═══ SOURCE EXTRACT
LOVED by many, hated by some, the iconic Bury black pudding has been produced in the town for over 200 years and is enjoyed across the globe.

Here are ten top facts about Bury black pudding:

1. Mention of the savoury foodstuff was first recorded in 800BC in Homer's Odyssey in the line: “We’ve got these goat paunches on the fire, stuffed with fat and blood, ready for supper.”

2. The oldest detailed black pudding recipe is thought to come from the Apicius ­— a collection of Roman cookery recipes compiled during the late fourth and fifth centuries AD. The technique uses lengths of intestine, rather than stomach, as the container; and contains chopped hard-boiled egg yolks, pine kernels, onions, and leeks.

3. Black pudding making was common in the middle ages when even relatively poor families would often own a pig. When slaughtered, the pigs blood would be blended with minced onions, diced fat, ginger, cloves, pepper and stuffed into lengths of intestine.

4. Black pudding was enjoyed by rich and poor and was even fit for royalty. Extravagant breakfast banquets held by King Henry VIII at Hampton Court notably included the foodstuff on the menu.

5. By the 17th century consumption of black pudding had become an extremely controversial subject. One such early modern objector was famous physicist and polymath Isaac Newton who is alleged to have abstained from eating the pudding on account of an Old Testament prohibition against eating blood.

6. Although it is now synonymous with the town, historians believe the first Bury black pudding was made at Casewell's Pudding Shop on Union Street, in 1810.

7. Marag Dubh ­is the Scots Gaelic name of a Highland black pudding variant first made by Stornoway crofters who had to ensure every part of the small number of livestock they kept was utilised to the full.

8. If you thought you loved black pudding your appreciation comes nowhere near to that of a trans-European black pudding appreciation society. Known as The Confrerie des Chevaliers du Goute Boudin, or Brotherhood of the Knights of the Black Pudding, the group host an annual competition at Mortagne au Perche in the Orne, France. First held in 1963, the contest invites pudding producers from all over the world to submit their latest sausage creations.

9. If culinary creativity isn't your forte then you can try your hand at the annual World Black Pudding Throwing Championships, held in Ramsbottom. The competition requires contestants to throw black puddings at a six metre high platform balancing Yorkshire puddings, with the aim of knocking off as many as possible. The story behind the event harks back to an incident during the Wars of the Roses in the 1400s, when according to legend the opposing Lancastrian and Yorkist houses ran out of ammunition and threw food at each other.

10. Black pudding is actually a very healthy dish. It is packed with protein, iron and zinc; essentially carb-free and has few calories ­— especially when compared with other types of sausage.
══════
PROMPT —
According to the black pudding facts, where do historians believe the first Bury black pudding was made?
═══ INFORMATION GIVEN
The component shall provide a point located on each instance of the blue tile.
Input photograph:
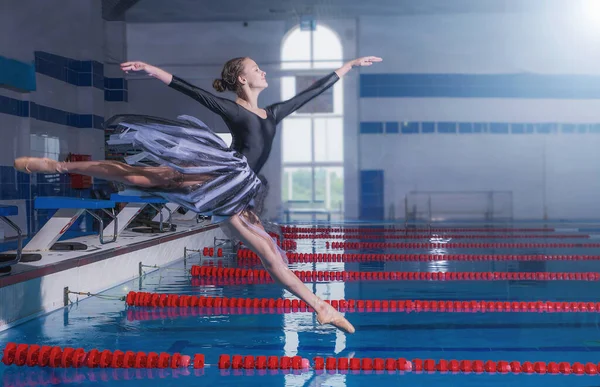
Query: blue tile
══════
═══ INFORMATION GIVEN
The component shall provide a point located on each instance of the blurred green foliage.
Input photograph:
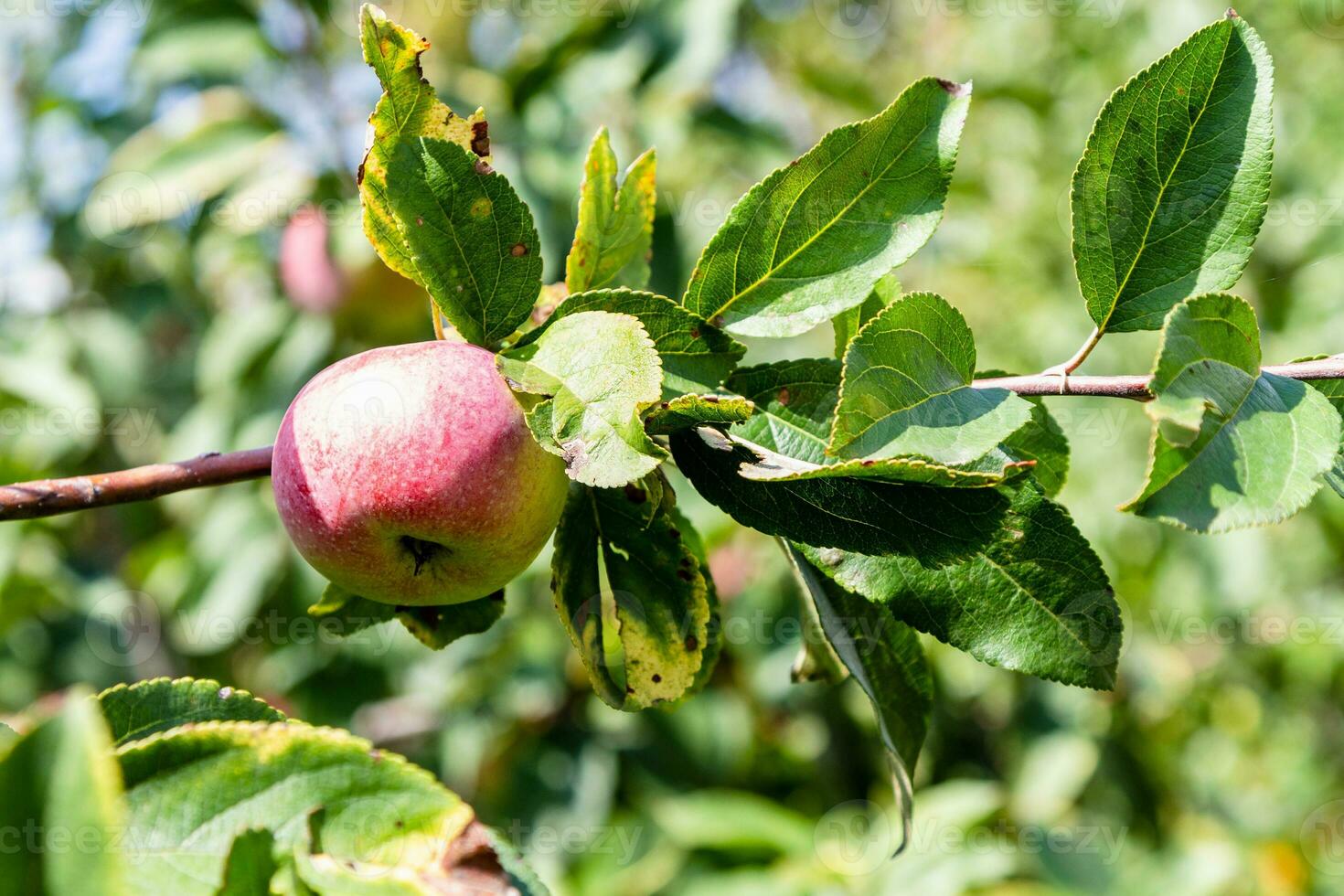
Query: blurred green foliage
══════
═══ INFORMATION GIVEN
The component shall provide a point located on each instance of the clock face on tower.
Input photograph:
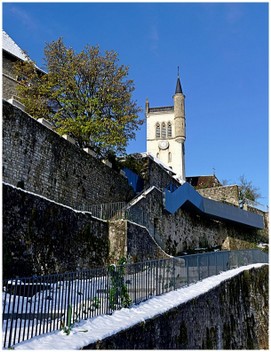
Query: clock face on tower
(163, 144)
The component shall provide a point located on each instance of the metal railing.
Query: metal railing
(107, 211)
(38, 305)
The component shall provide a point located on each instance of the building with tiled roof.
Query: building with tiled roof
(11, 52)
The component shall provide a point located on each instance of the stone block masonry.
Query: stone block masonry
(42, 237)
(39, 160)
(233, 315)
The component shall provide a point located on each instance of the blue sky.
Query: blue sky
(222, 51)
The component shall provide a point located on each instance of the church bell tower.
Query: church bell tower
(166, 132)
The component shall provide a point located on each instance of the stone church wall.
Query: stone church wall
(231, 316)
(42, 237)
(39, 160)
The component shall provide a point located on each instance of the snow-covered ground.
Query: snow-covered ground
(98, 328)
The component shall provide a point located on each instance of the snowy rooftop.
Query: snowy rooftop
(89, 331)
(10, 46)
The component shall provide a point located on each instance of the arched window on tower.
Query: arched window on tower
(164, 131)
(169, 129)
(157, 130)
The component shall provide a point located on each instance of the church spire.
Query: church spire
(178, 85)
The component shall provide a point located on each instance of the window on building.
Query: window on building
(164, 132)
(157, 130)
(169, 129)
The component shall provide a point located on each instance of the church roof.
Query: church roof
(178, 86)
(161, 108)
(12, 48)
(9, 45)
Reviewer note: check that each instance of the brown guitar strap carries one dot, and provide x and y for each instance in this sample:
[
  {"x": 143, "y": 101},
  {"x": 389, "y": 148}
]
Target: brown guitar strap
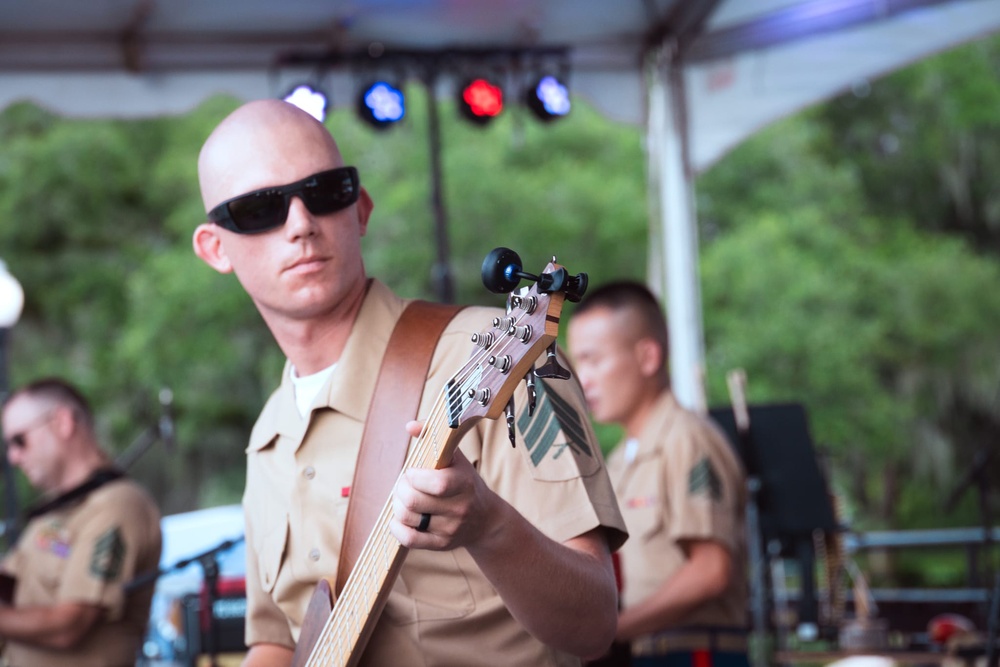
══════
SOLUTION FOR THIS TASK —
At Casewell's Pudding Shop on Union Street.